# Problem statement
Line by line, check the data for the string "building" and state how many lines have it, nothing more.

(Dataset items)

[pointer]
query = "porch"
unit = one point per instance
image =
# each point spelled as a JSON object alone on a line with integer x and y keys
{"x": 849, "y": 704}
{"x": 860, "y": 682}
==
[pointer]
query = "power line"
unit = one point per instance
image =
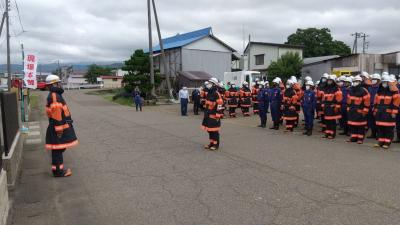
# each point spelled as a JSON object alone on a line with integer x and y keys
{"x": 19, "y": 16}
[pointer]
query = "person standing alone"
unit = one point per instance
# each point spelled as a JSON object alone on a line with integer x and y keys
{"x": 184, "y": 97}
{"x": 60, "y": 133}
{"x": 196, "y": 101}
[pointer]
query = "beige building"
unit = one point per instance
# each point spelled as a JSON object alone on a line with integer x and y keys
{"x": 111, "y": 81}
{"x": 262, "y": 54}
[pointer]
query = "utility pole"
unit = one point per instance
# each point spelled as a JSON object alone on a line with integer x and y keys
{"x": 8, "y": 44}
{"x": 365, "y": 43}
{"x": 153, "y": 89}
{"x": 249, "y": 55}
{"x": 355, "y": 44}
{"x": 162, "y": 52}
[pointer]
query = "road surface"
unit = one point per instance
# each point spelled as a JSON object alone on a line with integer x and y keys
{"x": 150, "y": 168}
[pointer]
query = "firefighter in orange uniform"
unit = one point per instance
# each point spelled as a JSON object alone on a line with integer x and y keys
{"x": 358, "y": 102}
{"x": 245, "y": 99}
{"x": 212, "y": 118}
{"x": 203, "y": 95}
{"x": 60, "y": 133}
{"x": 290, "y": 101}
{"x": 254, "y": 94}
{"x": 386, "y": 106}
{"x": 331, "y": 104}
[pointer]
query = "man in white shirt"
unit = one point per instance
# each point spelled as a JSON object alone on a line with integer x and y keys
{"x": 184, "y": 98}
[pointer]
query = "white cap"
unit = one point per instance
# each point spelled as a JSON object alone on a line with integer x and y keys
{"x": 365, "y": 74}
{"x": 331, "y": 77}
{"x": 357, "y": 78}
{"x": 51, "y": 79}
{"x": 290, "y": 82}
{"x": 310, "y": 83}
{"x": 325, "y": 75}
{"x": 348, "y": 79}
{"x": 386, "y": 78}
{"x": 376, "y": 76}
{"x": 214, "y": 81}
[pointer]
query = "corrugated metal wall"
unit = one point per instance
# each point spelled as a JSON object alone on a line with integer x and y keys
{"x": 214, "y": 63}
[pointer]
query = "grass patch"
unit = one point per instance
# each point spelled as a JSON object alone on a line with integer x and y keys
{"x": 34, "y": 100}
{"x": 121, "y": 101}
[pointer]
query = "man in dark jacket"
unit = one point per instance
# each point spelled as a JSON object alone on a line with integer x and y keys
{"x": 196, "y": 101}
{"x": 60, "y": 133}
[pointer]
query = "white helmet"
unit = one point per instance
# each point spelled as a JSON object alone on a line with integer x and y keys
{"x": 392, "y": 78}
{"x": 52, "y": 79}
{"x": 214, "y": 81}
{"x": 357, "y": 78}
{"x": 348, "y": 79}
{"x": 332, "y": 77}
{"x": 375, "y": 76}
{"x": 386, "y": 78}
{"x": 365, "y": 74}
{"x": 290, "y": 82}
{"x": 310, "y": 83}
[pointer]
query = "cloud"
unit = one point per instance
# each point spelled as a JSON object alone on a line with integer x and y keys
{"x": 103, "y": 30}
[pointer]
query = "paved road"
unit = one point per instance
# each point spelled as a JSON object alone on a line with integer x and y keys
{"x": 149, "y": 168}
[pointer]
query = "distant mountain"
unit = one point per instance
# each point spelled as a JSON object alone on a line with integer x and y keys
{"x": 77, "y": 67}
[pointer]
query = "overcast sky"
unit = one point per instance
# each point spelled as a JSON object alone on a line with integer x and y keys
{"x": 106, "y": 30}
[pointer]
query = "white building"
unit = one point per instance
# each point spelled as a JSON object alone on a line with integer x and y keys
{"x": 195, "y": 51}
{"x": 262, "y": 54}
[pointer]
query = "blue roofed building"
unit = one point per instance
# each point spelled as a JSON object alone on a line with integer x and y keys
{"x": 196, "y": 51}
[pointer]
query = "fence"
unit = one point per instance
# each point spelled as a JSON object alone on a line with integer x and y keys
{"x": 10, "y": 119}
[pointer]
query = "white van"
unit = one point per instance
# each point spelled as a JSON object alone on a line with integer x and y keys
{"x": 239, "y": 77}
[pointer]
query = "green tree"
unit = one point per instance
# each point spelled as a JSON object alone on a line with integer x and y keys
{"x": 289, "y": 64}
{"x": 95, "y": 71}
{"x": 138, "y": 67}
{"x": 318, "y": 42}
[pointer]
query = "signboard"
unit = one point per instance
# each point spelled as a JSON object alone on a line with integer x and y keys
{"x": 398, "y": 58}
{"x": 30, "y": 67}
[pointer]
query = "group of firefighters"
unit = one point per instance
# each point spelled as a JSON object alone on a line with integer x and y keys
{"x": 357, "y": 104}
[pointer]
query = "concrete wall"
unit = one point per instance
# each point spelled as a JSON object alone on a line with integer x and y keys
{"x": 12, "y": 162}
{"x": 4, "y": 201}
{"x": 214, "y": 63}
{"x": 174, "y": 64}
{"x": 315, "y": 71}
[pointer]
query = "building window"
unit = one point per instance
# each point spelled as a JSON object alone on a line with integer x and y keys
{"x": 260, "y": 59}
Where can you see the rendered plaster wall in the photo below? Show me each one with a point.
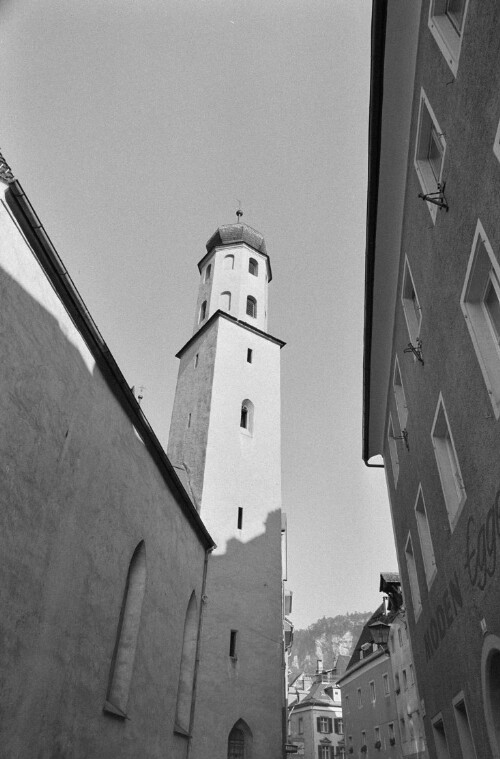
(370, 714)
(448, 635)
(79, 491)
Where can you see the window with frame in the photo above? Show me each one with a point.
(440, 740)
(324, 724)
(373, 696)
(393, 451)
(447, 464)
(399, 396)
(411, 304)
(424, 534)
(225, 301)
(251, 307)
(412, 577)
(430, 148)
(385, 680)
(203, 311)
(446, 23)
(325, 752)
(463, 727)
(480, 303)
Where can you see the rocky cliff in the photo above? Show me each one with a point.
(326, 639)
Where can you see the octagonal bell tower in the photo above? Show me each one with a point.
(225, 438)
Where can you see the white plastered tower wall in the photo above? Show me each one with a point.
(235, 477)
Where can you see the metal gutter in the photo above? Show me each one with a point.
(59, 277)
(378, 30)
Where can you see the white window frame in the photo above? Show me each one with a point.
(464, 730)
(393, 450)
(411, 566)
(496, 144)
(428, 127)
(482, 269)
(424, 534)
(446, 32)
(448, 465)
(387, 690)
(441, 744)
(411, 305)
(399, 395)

# Solution for this problem
4